* **TO BE DONE**
Rewrite the stretch of entries from the line containing "Keypoint placement rule: for each instance of the potted" through the end of the entries, swapping "bed skirt" for "dust ruffle" and leaving all else unchanged.

(begin)

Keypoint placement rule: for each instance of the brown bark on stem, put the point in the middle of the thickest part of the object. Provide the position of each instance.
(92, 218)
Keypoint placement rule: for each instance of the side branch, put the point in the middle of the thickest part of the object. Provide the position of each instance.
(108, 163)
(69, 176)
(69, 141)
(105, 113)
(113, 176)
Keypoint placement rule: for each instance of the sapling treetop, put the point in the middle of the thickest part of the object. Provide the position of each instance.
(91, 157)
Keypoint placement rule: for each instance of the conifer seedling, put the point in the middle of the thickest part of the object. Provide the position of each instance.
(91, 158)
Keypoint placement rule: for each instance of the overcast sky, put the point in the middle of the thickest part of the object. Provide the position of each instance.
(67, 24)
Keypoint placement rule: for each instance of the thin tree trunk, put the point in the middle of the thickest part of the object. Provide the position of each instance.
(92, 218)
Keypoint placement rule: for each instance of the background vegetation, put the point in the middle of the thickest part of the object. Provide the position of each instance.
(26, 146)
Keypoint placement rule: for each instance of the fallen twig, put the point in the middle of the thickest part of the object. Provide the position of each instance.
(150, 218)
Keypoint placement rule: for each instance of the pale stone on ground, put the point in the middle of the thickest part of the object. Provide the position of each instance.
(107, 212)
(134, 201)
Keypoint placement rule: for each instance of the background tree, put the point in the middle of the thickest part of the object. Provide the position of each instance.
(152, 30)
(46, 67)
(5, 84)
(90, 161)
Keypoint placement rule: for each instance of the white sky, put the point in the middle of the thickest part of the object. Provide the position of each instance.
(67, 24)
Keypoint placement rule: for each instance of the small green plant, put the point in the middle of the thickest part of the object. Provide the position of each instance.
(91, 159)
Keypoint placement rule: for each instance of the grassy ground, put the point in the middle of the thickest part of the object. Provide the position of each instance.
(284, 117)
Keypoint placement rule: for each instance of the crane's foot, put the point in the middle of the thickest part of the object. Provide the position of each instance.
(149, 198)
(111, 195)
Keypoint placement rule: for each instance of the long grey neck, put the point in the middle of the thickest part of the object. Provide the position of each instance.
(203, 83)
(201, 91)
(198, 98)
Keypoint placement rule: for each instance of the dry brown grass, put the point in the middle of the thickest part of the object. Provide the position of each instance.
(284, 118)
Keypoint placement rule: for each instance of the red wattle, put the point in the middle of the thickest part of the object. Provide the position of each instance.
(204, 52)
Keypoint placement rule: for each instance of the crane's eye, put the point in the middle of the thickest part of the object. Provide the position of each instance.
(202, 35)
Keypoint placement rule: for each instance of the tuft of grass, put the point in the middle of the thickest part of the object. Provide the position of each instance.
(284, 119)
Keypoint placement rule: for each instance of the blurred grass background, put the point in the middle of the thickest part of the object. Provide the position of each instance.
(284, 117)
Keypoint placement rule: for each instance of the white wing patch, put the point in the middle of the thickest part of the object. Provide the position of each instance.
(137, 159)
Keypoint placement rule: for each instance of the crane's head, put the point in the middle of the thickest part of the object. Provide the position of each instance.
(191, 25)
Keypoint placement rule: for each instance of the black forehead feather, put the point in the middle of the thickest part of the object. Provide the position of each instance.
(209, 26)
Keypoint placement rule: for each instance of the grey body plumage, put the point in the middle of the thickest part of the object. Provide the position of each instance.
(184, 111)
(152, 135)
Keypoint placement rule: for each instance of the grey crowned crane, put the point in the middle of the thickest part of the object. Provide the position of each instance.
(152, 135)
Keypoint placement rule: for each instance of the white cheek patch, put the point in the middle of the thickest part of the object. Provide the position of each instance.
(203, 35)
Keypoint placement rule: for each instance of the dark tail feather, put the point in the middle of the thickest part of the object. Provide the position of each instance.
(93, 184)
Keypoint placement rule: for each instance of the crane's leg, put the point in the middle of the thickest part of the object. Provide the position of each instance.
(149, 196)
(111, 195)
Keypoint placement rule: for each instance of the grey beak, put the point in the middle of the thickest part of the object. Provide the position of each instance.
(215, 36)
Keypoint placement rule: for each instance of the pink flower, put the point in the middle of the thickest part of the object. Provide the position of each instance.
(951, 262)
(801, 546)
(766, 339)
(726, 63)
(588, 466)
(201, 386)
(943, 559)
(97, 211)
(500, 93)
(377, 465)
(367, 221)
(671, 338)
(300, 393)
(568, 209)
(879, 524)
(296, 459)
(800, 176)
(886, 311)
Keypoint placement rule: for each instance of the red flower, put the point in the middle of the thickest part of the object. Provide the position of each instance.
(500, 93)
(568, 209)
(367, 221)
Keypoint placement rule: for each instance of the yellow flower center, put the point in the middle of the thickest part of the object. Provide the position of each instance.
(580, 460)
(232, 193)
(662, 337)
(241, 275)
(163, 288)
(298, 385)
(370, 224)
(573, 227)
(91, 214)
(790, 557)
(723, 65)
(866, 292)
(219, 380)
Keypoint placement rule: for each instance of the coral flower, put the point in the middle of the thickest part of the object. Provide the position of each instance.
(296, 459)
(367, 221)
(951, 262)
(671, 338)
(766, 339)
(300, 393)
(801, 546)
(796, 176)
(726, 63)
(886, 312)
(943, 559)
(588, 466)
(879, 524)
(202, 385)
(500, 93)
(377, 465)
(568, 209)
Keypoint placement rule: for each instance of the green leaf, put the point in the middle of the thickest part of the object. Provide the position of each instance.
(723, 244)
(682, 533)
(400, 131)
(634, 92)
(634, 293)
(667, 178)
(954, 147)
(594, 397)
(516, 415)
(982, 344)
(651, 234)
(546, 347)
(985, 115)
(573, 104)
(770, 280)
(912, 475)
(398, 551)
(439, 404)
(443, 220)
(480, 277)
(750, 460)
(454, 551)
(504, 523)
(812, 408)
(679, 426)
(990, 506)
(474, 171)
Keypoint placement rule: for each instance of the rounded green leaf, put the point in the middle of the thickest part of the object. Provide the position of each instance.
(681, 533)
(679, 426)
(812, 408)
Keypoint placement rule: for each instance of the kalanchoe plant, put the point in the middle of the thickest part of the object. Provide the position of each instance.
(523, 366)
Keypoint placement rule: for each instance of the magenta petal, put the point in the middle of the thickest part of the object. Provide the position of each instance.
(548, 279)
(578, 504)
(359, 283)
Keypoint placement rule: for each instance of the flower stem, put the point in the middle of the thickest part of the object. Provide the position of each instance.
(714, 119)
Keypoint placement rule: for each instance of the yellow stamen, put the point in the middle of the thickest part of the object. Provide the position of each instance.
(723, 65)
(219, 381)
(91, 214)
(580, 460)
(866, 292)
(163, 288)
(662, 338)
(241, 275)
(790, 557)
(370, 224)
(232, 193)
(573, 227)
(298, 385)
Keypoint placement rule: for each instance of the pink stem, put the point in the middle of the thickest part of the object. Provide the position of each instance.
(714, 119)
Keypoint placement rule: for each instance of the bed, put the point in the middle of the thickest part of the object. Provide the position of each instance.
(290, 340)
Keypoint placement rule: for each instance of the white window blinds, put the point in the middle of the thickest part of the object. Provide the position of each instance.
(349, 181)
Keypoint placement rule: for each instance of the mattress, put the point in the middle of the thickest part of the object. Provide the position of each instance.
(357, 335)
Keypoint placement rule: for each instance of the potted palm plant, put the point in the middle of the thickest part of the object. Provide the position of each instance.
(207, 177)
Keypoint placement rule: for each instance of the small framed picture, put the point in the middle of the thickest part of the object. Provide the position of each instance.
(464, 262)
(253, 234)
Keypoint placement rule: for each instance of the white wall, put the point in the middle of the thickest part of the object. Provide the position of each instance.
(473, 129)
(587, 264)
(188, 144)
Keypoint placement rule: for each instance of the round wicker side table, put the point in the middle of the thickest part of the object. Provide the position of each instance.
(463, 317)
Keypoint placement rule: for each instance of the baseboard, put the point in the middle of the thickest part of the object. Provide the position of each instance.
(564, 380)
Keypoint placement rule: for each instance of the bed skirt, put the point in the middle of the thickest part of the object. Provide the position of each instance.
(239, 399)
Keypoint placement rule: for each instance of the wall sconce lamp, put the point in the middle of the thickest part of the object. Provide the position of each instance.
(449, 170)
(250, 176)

(end)

* **RESPONSE FOR THIS EXERCISE**
Keypoint placement rule: for each instance of the potted palm plant, put the point in the middle of the thickest part of the object. Provide the position of each instance.
(207, 177)
Keypoint placement rule: for each instance of the small framed picture, put the point in the middle of the thickest part of the object. Provide the position of each instance.
(464, 262)
(253, 234)
Keypoint placement rule: for each instance of the white wall, put the point in the middle of the thickest part of the object. Provide the position of each instance.
(473, 129)
(587, 264)
(188, 144)
Keypoint placement rule: for each instance of the round wicker side table, put the point in the middle of the thickest part of the object. Provide the position of each instance.
(463, 317)
Keypoint placement rule: for each instance of the baseboard, put the point in the middle of the thickest part of the object. Provide the position of each instance.
(564, 380)
Keypoint placement rule: for each instance of the dust ruffle, put the point in the middle of the thickest part of the object. Provide the position of each instance.
(239, 399)
Keypoint placement rule: for each instance of the wall sconce lamp, put the point in the middle of the thickest part of the object. Provide the position of each instance.
(449, 170)
(250, 176)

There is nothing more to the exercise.